** EXTRAIT DU TEXTE **

▬▬▬▬▬▬▬▬▬▬

Les professionnels de la petite enfance alertent depuis des années sur le turn-over, les tâches administratives et les horaires à rallonge qui s’aggravent. En général, un éducateur de jeunes enfants, c’est un travailleur social avec un Bac+3. Selon une enquête du syndicat de la petite enfance réalisée en 2021 auprès de ses adhérents, une puéricultrice de crèche gagne, en moyenne, 1650 euros net mensuels.

Accompagnement pendant 120 heures
Une autre dérogation inquiète le collectif « Pas de bébés à la consigne » : l’accompagnement des personnes dans l’emploi pendant 120 heures. Le texte prévoit « un accompagnement individualisé durant au minimum les trente-cinq premières heures d’activité par un à deux membres de l’équipe présents au sein de l’établissement depuis au moins un an ».

▬▬▬▬▬▬▬▬▬▬

** CONSIGNE **
Remplacez « puéricultrice » par « auxiliaire de puériculture » dans le passage de l'extrait sur la petite enfance qui va de « Les professionnels de » à « euros net mensuels. », puis réécrivez ce passage.

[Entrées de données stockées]

▬▬▬▬▬▬▬▬▬▬

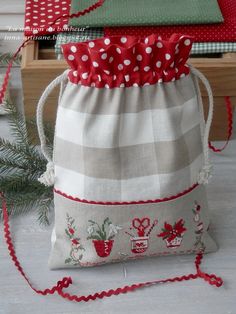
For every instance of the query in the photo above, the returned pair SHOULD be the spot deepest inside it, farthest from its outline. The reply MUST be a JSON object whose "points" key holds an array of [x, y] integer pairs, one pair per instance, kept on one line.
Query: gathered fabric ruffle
{"points": [[125, 61]]}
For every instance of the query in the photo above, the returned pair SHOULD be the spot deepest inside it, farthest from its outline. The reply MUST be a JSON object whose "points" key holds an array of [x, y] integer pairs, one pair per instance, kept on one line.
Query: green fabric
{"points": [[93, 33], [148, 12], [84, 35]]}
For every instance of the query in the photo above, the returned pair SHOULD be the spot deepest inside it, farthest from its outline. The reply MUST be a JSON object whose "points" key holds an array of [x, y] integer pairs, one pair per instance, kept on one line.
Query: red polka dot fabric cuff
{"points": [[223, 32], [124, 61], [39, 15]]}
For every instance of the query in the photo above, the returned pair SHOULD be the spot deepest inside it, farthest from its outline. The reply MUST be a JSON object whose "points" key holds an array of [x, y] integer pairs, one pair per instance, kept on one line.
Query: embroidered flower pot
{"points": [[139, 244], [103, 247], [176, 242], [130, 116]]}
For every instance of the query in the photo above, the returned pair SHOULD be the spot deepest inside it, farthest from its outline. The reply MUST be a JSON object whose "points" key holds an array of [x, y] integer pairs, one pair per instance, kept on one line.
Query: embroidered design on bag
{"points": [[103, 236], [199, 244], [76, 252], [173, 235], [140, 243]]}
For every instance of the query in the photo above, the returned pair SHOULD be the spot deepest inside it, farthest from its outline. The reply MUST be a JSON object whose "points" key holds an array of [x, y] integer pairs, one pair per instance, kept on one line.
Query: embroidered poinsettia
{"points": [[170, 232]]}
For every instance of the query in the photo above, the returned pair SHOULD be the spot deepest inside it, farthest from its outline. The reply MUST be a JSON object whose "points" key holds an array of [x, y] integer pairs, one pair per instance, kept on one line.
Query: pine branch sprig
{"points": [[5, 59]]}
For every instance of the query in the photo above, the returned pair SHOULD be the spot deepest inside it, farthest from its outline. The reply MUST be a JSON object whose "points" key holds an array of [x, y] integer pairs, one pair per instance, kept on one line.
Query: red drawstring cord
{"points": [[67, 281], [229, 108], [43, 32]]}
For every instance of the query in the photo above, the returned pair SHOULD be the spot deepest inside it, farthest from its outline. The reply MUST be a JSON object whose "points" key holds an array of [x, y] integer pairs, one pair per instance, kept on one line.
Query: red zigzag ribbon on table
{"points": [[212, 279]]}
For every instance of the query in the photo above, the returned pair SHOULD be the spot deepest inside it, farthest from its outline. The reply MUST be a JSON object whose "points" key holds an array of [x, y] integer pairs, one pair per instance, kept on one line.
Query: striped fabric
{"points": [[128, 154], [124, 139]]}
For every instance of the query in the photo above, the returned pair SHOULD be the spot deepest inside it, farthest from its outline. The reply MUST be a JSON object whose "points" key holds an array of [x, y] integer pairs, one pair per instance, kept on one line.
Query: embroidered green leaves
{"points": [[102, 236], [76, 252]]}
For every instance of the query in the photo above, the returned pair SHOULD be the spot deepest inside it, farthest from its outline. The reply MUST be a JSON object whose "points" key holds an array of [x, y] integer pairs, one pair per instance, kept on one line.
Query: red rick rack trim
{"points": [[212, 279], [125, 61], [160, 200]]}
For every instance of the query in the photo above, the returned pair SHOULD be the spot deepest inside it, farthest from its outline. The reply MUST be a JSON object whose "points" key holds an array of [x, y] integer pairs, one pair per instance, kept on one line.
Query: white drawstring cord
{"points": [[48, 177], [205, 173]]}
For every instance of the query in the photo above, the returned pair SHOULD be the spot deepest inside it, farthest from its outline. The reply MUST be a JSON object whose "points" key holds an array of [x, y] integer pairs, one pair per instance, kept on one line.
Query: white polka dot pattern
{"points": [[221, 32], [40, 15], [128, 60]]}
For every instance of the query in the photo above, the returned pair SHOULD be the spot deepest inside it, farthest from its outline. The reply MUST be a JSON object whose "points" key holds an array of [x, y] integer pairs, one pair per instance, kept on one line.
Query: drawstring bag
{"points": [[130, 159], [130, 154]]}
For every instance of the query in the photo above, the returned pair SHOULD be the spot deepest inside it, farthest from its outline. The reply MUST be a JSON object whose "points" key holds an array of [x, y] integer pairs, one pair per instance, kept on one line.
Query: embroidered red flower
{"points": [[170, 232], [72, 231], [74, 241]]}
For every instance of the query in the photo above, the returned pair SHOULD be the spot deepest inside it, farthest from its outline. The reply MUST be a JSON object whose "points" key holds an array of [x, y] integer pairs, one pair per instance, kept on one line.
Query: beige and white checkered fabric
{"points": [[128, 144]]}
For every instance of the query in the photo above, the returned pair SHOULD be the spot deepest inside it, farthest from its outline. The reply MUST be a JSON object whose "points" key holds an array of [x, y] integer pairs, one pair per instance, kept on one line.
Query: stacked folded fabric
{"points": [[211, 23]]}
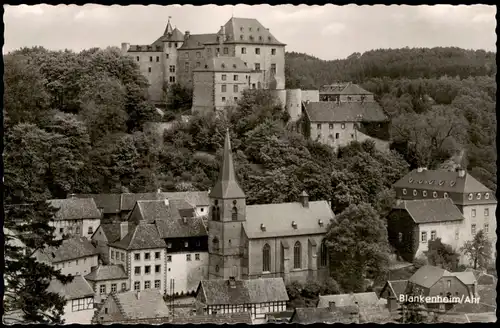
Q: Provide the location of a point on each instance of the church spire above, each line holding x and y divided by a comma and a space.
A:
226, 185
168, 29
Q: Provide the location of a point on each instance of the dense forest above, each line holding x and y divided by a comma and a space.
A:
442, 101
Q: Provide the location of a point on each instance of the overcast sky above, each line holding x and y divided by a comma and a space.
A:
327, 32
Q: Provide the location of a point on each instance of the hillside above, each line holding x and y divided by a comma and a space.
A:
305, 71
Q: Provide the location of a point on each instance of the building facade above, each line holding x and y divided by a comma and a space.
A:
174, 56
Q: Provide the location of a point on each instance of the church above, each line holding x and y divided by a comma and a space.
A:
283, 240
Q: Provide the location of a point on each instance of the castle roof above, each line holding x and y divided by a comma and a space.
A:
431, 210
329, 111
276, 220
223, 64
248, 30
227, 186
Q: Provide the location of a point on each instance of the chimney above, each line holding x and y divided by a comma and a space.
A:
123, 229
232, 282
125, 47
304, 199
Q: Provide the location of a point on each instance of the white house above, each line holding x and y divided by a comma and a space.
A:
79, 295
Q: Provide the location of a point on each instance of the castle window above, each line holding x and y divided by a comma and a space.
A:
323, 255
297, 250
273, 68
266, 258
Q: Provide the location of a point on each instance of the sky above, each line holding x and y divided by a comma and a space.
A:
327, 32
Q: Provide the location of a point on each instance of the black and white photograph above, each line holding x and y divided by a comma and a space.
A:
249, 164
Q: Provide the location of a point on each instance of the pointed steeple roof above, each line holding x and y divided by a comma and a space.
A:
168, 29
226, 185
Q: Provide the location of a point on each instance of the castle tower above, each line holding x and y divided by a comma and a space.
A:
226, 250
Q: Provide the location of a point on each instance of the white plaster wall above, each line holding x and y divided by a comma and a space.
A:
81, 266
187, 274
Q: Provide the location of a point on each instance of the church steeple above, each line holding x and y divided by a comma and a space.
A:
168, 29
226, 185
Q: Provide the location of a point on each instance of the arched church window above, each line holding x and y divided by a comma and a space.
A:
266, 258
297, 250
323, 254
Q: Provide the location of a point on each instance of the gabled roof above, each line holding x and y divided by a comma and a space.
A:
140, 236
107, 272
253, 291
329, 111
76, 289
277, 219
111, 230
431, 210
222, 64
248, 30
227, 185
446, 181
342, 314
362, 299
110, 203
75, 208
198, 41
145, 304
427, 276
70, 249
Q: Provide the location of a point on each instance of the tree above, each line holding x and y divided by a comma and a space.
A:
27, 280
358, 247
478, 250
442, 255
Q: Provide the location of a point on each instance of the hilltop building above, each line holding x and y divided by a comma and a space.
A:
451, 205
177, 57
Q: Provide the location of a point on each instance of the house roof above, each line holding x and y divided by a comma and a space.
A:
227, 185
107, 272
329, 111
277, 219
198, 41
110, 203
342, 314
70, 249
78, 288
363, 299
240, 30
431, 210
75, 208
141, 236
145, 304
223, 64
346, 88
445, 181
112, 231
253, 291
427, 276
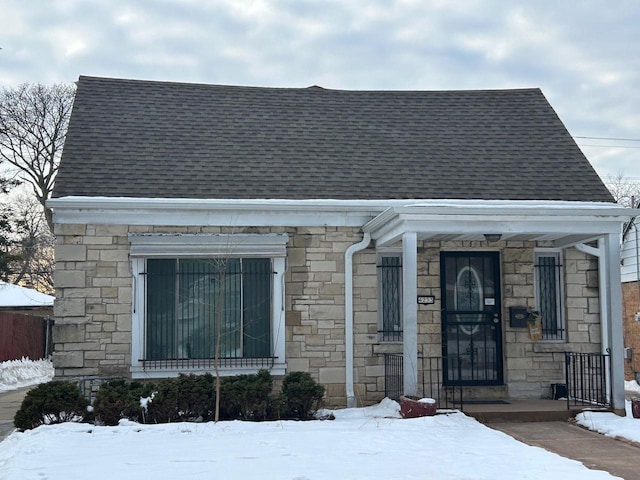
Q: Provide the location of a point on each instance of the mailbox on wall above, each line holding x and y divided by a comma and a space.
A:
518, 317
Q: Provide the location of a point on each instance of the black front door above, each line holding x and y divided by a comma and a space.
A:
471, 327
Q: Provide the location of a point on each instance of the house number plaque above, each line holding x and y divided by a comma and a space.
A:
426, 299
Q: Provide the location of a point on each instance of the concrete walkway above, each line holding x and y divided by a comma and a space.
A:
594, 450
9, 404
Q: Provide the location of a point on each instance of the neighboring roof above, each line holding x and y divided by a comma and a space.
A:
147, 139
17, 296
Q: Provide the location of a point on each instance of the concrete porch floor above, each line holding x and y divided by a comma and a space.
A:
524, 411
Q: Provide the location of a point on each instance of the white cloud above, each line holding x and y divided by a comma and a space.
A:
584, 55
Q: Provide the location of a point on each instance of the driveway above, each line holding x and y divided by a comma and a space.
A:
594, 450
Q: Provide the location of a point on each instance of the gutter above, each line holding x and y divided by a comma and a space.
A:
348, 315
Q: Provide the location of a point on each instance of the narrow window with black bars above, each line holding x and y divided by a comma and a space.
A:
548, 274
194, 306
390, 298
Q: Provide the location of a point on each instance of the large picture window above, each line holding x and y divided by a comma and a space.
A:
202, 301
197, 305
549, 293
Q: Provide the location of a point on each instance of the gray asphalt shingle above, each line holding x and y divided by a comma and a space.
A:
130, 138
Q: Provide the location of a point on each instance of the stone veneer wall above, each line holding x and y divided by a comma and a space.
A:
630, 306
92, 335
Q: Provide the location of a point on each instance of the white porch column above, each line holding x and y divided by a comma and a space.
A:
614, 317
410, 312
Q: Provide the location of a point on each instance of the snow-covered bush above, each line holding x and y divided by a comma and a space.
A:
52, 402
119, 399
247, 397
300, 396
188, 398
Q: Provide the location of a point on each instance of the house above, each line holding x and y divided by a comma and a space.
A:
327, 230
630, 271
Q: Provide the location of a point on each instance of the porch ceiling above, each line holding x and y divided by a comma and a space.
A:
561, 223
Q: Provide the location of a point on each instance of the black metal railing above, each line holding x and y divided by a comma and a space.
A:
209, 363
587, 376
430, 379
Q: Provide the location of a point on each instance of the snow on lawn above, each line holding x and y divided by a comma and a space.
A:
367, 443
24, 373
611, 424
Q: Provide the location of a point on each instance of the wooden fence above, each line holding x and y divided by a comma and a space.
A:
23, 336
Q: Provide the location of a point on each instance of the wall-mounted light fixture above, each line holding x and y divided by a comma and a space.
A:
492, 237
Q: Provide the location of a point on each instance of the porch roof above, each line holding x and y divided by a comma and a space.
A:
562, 223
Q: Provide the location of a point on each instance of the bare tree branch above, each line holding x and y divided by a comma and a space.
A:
33, 126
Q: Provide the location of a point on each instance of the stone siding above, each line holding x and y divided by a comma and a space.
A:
631, 305
94, 290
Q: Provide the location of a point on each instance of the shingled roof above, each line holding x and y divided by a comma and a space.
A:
130, 138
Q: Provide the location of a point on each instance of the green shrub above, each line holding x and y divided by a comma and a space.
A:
117, 399
300, 396
52, 402
186, 398
246, 397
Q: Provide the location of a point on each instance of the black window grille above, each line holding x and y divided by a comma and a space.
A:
390, 291
549, 301
195, 306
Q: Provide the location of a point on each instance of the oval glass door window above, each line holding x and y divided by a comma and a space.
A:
468, 296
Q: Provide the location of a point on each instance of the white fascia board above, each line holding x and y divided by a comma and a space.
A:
185, 212
278, 212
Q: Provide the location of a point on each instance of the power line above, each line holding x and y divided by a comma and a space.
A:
609, 146
610, 138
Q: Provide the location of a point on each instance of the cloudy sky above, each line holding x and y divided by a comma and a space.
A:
583, 54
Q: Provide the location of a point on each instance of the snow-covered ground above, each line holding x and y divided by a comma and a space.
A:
366, 443
24, 373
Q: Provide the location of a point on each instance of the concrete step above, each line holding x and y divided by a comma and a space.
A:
521, 411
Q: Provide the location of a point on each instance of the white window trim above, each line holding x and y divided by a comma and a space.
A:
386, 252
559, 253
150, 246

▬▬▬▬▬▬▬▬▬▬

** RÉSULTAT ATTENDU **
Les professionnels de la petite enfance alertent depuis des années sur le turn-over, les tâches administratives et les horaires à rallonge qui s’aggravent. En général, un éducateur de jeunes enfants, c’est un travailleur social avec un Bac+3. Selon une enquête du syndicat de la petite enfance réalisée en 2021 auprès de ses adhérents, une auxiliaire de puériculture de crèche gagne, en moyenne, 1650 euros net mensuels.